SET TASK: Write the next part of the shared-task description on free association norms and corpus statistics, starting right after its final line.

SELECTED EXTRACT:

* BEGIN *

Task 1: Correlation with free association norms

Overview and main goals

In psychology, free associations are the first words that come to the mind of a native speaker when he or she is presented with a stimulus word, presumably retrieved from associative memory. It is tempting to make a connection between such free associations and the statistical association patterns of words in the linguistic experience of speakers, including both first-order associations (collocations) and higher-order associations (distributional similarity). The misleading terminological resemblance between the two concepts is not the only reason, though:

  • Neither free associations nor statistical association can be linked directly to a specific linguistic phenomenon (such as multiword expressions or a particular semantic relation) and are often considered epiphenomena in linguistic theory (which is based on categorial distinctions and symbolic models).
  • It is quite plausible to assume that associative memory reflects salient statistical association patterns in the experience of a person. For free associations between words, the predominant factor should be linguistic experience (although associations between non-linguistic concepts will certainly play a role as well).

In the shared task, we wish to find out to what extent free associations can be explained and predicted by statistical association measures computed from corpus data. The scientific goals of this experiment are twofold:

  1. Improve our understanding of free associations. In particular, we are interested in the interplay between first-order and higher-order statistical associations in human associative memory (e.g. bear evokes the hypernym animal and the property brown, but mouse evokes the compound mouse trap). In future shared tasks, we will also attempt to model the asymmetry of many free associations (e.g. bowler strongly evokes hat, but not vice versa).
  2. Evaluate free associations as a straightforward "baseline" interpretation of distributional similarity. If word space proves to be a good model of human associative memory, then we should perhaps focus more on the relation between such free associations and theoretical linguistic categories rather than studying the linguistic aspects of word space models directly. 1)

In order to address these questions, we propose the three subtasks described below. Note that ideally the same word space model should be used for all subtasks, although its similarity scores etc. will be interpreted in different ways, of course. Participants are specifically encouraged to combine first-order statistical associations (see www.collocations.de/AM) with their word space model and to discuss the respective contribution made by each type of association.

Data preparation

Association norms

Psychologists measure free association with so-called association norms: Native speakers are presented with stimulus words and are asked to write down the first word that comes to mind for each stimulus. The degree of free association between a stimulus (S) and response (R) is then quantified by the percentage of test subjects who produced R when presented with S. The data sets for this task are based on a large, freely available database of English association norms, the Edinburgh Associative Thesaurus (http://www.eat.rl.ac.uk/). 2)

  • Kiss, G.R., Armstrong, C., Milroy, R., and Piper, J. (1973). An associative thesaurus of English and its computer analysis. In Aitken, A.J., Bailey, R.W. and Hamilton-Smith, N. (Eds.), The Computer and Literary Studies. Edinburgh: Edinburgh University Press.

* END *

COLLECTED MATERIAL:

* BEGIN *

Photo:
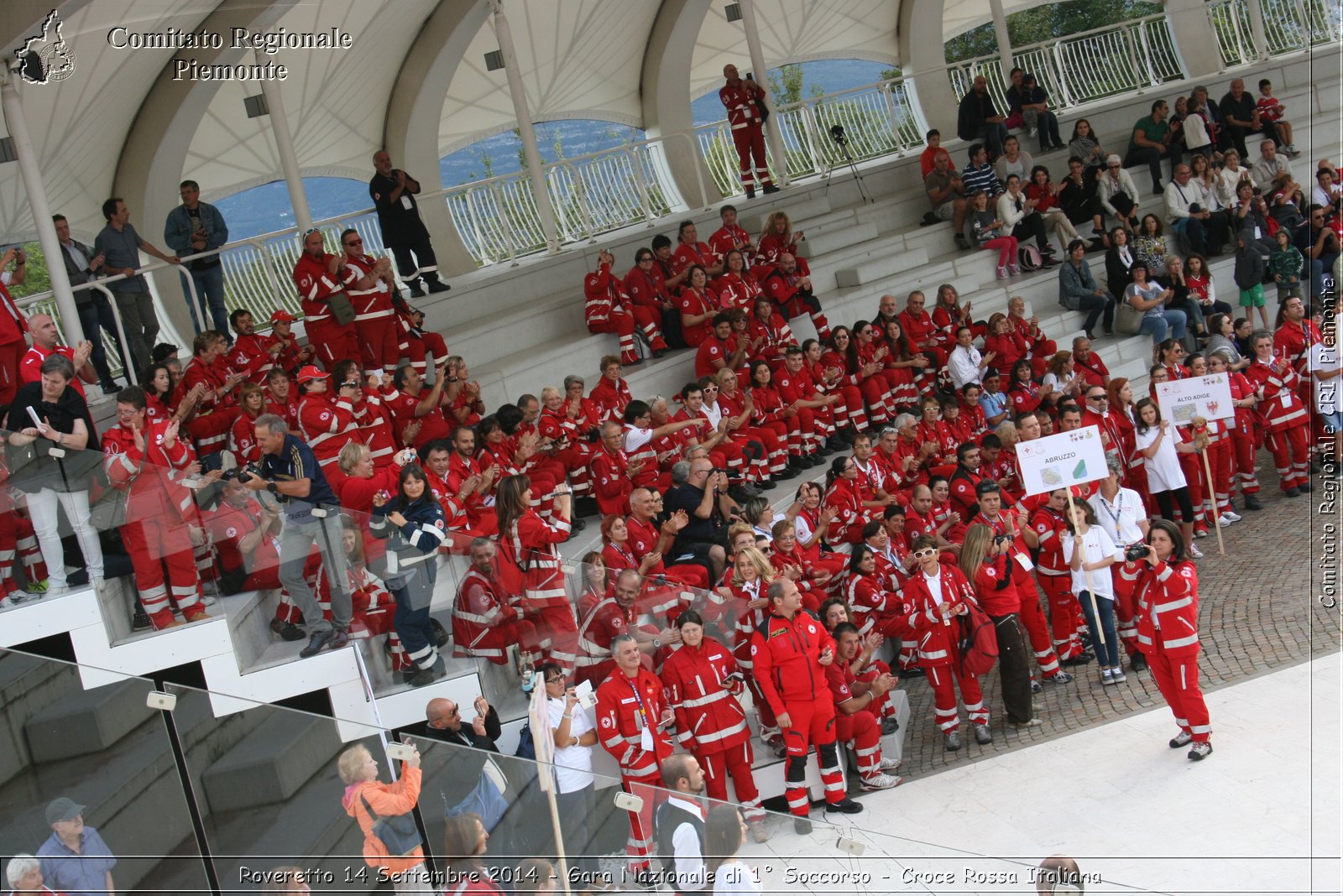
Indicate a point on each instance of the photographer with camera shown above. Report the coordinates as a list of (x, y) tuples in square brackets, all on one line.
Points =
[(1168, 631), (290, 474)]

* END *

OUTPUT OF THE EXERCISE:
Stimulus (cue) and response (target) words in the EAT database were normalised to lowercase, and multiword units (i.e. words containing blanks) were discarded. Both cues and targets seem to be partly lemmatised base forms (headwords), partly inflected forms (mostly plurals), and no part-of-speech distinctions are made (so the entry light may refer to noun, adjective or verb and was probably interpreted and used in all three meanings by test subjects). Automatic normalisation of inflected forms or identification of parts of speech was not feasible, but we have made an effort to exlcude word pairs containing inflected forms from the data sets.

In order to make sure that word space models have sufficient information for each word pair, only common English words were accepted as cues and targets. For operationalisation, common words were defined as headwords that occur in at least 50 different documents in the British National Corpus (BNC), XML Edition. This threshold was phrased in terms of document frequencies to avoid genre- and domain-specific words in the data sets, so that the choice of base corpus for the word space models should be less critical.

Data sets & tasks

ZIP-archive with data sets for all subtasks: free_association_tasks.zip

All files are TAB-delimited tables in ASCII text format with a single header row, so they can easily be loaded into R (with read.delim()) and most spreadsheet programs. Standard columns are cue (stimulus headword) and target (response headword); the other columns are specific for each task and are described below.

For each task, separate training and test sets are provided. Training sets are small and can be used to adapt parameters of the word space models or the formula used to predict free association strength from the statistical association data. We recommend using the test set for evaluation only!

Note that these tasks are mainly aimed at surface-level word space models that are not restricted to specific parts of speech and will typically not make use of syntactic features (except in a very generic way). Words have to be lemmatised (reduced to base forms) and normalised to lower case in order to match the entries in the data sets, though.

1. Discrimination

Files: FA/discrimination_train.tbl (3 x 20 pairs), FA/discrimination_test.tbl (3 x 100 pairs)


  • cue = stimulus word
  • target = response word
  • type = FIRST, HAPAX, or RANDOM

The task here is to discriminate between strongly associated and non-associated cue-target pairs, with a further subdivision of the second group into plausible and random pairs. Training and test data were randomly sampled from three pools:

  • FIRST: frequent first responses (given by more than 50% of test subjects) as strongly associated pairs
  • HAPAX: cue-target pairs that were produced by a single test subject; there is obviously no substantial association, but the target must be a plausible response (at least under certain circumstances)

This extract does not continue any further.